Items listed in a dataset
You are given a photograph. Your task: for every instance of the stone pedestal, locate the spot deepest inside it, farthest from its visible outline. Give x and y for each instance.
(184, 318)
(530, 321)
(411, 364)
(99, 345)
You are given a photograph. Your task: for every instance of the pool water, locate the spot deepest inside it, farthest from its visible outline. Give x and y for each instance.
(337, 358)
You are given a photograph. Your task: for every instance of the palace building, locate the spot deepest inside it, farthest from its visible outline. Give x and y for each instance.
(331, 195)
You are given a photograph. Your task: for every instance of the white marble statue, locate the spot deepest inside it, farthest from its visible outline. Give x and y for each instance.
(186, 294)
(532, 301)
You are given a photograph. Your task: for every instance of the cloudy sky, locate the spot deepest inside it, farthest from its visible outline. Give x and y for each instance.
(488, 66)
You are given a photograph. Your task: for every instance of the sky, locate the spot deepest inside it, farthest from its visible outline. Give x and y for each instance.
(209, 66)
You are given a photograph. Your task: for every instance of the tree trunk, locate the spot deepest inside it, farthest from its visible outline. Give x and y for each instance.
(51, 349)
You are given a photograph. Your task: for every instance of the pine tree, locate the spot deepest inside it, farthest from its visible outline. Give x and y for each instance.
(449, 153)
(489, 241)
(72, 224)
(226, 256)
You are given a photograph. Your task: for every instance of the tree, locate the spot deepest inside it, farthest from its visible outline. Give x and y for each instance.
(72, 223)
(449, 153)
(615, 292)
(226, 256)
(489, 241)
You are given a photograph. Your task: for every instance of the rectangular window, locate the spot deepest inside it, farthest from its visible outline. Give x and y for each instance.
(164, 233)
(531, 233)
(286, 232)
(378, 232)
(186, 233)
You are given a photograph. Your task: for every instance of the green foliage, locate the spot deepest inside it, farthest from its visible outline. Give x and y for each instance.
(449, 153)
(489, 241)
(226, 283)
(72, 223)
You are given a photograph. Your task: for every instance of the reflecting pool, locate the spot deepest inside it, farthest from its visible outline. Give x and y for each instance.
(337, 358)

Stated task
Can you copy every one of the records above word for word?

Task answer
You are given a photograph. Your task: for every instance of the stone pedestal, locate the spot deepest inside it, farthest from its visible outline. Give x and y for each instance.
(184, 318)
(530, 321)
(411, 364)
(99, 345)
You are given a photograph. Your task: for every instance of the pool water, locate the spot deepest inside it, farthest from its visible outline. Give x and y for each instance.
(337, 358)
You are given a photograph. Your task: for every instance of the palace building, locate the spot deepest inside it, farthest from its visible outline. Give x and y for each instance.
(331, 195)
You are given a photograph. Your task: for every instance of the white marble statue, locate the spot deepest inside it, farthest from its visible outline. Give x and y for each instance.
(186, 294)
(532, 301)
You are given a photograph. Your task: for every instance of the cloudy sky, locate the spot deepest inside it, farthest from its visible outline. Give x and y for each instance.
(488, 66)
You are given a photograph. Your task: for every instance of the sky, locate the spot deepest inside it, farthest from its visible outline. Give x and y for each instance.
(209, 66)
You are given a photograph. Your task: for every instance of the tree trunk, locate the spot deepest inside it, farthest from its visible outline. Give x and y for each instance.
(51, 349)
You are given a photograph. Your task: for every instance of the pine tree, locate the spot deepest inside it, farthest from its visible outline. Give x and y for each instance.
(449, 153)
(489, 241)
(72, 224)
(226, 256)
You are given a photograph. Your task: for every instance of the tree, locate the spot deepest inside it, farthest from its visible outline. Give x and y for each instance.
(72, 223)
(449, 153)
(615, 292)
(226, 256)
(489, 241)
You are given a photograph. Your task: for every instance of the rectangular window, locate the spot deepest inside it, farthest from its visible outline. Give x and y for each instance.
(164, 233)
(531, 233)
(286, 232)
(378, 232)
(186, 233)
You are given a photograph. Your task: for every instance of the green foliage, locate the spot deepest inside it, farthest from its visible outline. Give x and y for each instance.
(449, 153)
(489, 241)
(226, 283)
(72, 223)
You are given a photograph. Your task: for every instance of the reflecting pool, locate the spot deepest inside it, farthest from its visible outline. Give x and y for each instance.
(337, 358)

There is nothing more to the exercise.